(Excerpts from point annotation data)
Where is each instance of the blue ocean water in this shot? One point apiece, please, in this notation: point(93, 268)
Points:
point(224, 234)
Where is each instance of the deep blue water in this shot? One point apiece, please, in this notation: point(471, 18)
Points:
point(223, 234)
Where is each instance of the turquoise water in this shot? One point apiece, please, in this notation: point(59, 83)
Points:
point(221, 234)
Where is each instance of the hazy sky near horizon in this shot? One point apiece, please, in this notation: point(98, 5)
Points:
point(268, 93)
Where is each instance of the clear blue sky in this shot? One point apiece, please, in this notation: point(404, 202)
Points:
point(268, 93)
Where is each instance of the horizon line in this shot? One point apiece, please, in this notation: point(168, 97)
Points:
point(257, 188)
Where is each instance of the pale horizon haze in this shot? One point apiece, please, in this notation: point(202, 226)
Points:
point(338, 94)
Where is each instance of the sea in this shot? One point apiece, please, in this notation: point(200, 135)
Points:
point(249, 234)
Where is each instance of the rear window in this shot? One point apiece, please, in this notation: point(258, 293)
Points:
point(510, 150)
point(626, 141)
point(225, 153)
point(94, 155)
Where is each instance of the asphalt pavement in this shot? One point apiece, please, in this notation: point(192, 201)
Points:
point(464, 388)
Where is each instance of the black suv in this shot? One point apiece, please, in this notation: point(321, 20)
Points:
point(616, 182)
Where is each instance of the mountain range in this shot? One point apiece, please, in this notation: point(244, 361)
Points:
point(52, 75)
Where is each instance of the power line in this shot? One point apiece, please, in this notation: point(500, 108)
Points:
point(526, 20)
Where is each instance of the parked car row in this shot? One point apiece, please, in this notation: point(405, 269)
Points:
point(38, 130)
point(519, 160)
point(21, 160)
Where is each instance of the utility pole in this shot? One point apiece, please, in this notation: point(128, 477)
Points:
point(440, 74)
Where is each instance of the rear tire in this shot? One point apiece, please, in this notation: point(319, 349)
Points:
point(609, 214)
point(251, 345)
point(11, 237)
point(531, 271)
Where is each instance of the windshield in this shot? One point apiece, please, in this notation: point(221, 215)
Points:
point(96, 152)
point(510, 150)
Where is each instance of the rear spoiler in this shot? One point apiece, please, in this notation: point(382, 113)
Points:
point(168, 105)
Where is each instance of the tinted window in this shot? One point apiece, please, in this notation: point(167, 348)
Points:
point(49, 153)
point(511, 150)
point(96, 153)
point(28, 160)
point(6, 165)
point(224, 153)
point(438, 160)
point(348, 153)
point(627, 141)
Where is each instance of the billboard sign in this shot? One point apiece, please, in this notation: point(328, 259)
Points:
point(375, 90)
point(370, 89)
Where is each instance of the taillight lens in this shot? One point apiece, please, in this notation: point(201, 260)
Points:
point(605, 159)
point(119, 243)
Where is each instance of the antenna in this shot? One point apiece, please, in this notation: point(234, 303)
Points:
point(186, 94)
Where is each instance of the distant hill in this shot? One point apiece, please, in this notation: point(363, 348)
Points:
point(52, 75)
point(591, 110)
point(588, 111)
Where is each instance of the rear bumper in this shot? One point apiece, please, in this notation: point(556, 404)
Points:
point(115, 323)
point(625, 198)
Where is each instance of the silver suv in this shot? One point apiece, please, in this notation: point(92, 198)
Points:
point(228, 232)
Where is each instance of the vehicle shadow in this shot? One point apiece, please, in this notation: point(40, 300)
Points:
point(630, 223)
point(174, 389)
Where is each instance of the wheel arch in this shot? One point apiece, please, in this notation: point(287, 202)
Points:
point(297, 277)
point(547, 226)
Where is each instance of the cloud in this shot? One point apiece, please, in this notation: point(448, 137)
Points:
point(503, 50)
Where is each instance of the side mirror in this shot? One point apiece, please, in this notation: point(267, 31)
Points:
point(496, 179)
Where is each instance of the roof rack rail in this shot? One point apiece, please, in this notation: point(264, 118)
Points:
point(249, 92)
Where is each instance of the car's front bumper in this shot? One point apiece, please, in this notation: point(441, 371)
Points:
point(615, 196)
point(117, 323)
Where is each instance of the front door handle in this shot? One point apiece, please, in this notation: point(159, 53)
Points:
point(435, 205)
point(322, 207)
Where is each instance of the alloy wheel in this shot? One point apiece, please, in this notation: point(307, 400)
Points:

TASK TO COMPLETE: Rewrite all of the records above, replacing "One point apiece" with "One point each" wherever it occurs and keeping everything else the same.

TASK RESULT:
Where is each instance of the blue ocean water in this shot? One point each, please, in this notation: point(93, 268)
Points:
point(224, 234)
Where is each instance of the deep blue water in this shot? One point each, please, in this notation: point(471, 18)
Points:
point(223, 234)
Where is each instance of the turquoise water in this shot? One point each, please, in this notation: point(59, 83)
Points:
point(221, 234)
Where is each instance of the hazy sky near horizon in this shot? One point each, please, in this notation: point(98, 5)
Points:
point(268, 93)
Where is each instance of the clear blue sky in this shot? One point each, please, in this notation: point(404, 202)
Points:
point(268, 93)
Where is each instance of the horizon line in this shot? One point each, please, in this notation: point(168, 97)
Points:
point(257, 188)
Where is each instance of the pale horizon haze in this shot? One point each, please, in this notation: point(202, 226)
Points:
point(338, 94)
Where is each instance of the sea in this shot? One point each, please, in this notation: point(200, 135)
Points:
point(249, 234)
Where is each instance of the rear window in this shot? One point each, please, in this notation: point(258, 293)
Points:
point(510, 150)
point(626, 141)
point(225, 153)
point(94, 155)
Where is each instance of the asphalt pavement in this shot? One point each, please, in this notation: point(192, 201)
Points:
point(464, 388)
Where is each instance of the black suv in this shot? One point each, please, in this notation: point(321, 20)
Points:
point(616, 182)
Where is each instance of the mountain range in this shot? One point each, please, in this notation: point(244, 361)
Points:
point(52, 75)
Where is each instance of the power line in this shot? One point each, please, in this notation: point(500, 108)
Points:
point(526, 20)
Where is each instance of the parked car row in this shot? One point each, please, in this notation: point(405, 269)
Points:
point(38, 130)
point(519, 160)
point(21, 160)
Where is each instance of the utility pole in this shot? One point each, please, in this notation: point(128, 477)
Points:
point(440, 74)
Where is each instance of the rear tire in this shot? One point each, please, in this notation: point(319, 349)
Points:
point(609, 214)
point(251, 345)
point(11, 237)
point(531, 271)
Where is each instance of the windshield in this shot? One point each, please, in this notation: point(221, 215)
Points:
point(96, 152)
point(510, 150)
Where is each instance of the rear spoiler in this shot? One point each, please, in this notation: point(382, 113)
Points:
point(168, 105)
Where is each instance of the tinted window in this shot? One point each, please, in this notation: point(167, 348)
Points:
point(49, 153)
point(511, 150)
point(96, 153)
point(28, 160)
point(6, 165)
point(224, 153)
point(438, 160)
point(348, 153)
point(627, 141)
Where is each instance of the billboard sign in this shot? One point each, please, in this notation: point(328, 259)
Points:
point(375, 90)
point(370, 89)
Where is each instance of the taillight lens in this shot? One point each, please, in this notation: point(201, 260)
Points:
point(605, 159)
point(119, 243)
Where is each instance of the antenna in this shot? One point each, please, in this notation: point(234, 303)
Points:
point(186, 94)
Where is each instance of the distant hill in this shot? One point each, please, in this notation: point(363, 348)
Points:
point(52, 75)
point(591, 110)
point(588, 111)
Where is each instance of the rear bumper in this shot? One point each, please, in this notation: point(556, 404)
Points:
point(115, 323)
point(625, 198)
Where is each instance of the silver suv in this shot? One point each, please, in this notation: point(92, 198)
Points:
point(228, 232)
Where is each instance of the vehicle shadow in this shot? One point each, please, in this notation: point(40, 300)
Points:
point(630, 223)
point(174, 389)
Where is each instance of the wheel arch in this shot? One point each, please, in this notation: point(287, 202)
Points:
point(297, 277)
point(547, 226)
Where is each instance of the cloud in this shot? One point each, please, in this notation: point(448, 137)
Points:
point(503, 50)
Where is each instance of the side mirror in this shot? One point each, please, in this notation: point(267, 31)
Points:
point(496, 179)
Where is each instance of the roof rack rail in this shot? One point each, please, in this notation: point(264, 118)
Points:
point(249, 92)
Where is each instance of the car's front bumper in this shot? One point each, please, in this notation: point(441, 371)
Points:
point(615, 196)
point(117, 323)
Where is each instance of the front door handle in this shot? One point each, please, in this notation: point(159, 53)
Points:
point(435, 205)
point(322, 207)
Where is each instance of the alloy wheel in this shot? One point each, please, in this notation: point(307, 400)
Points:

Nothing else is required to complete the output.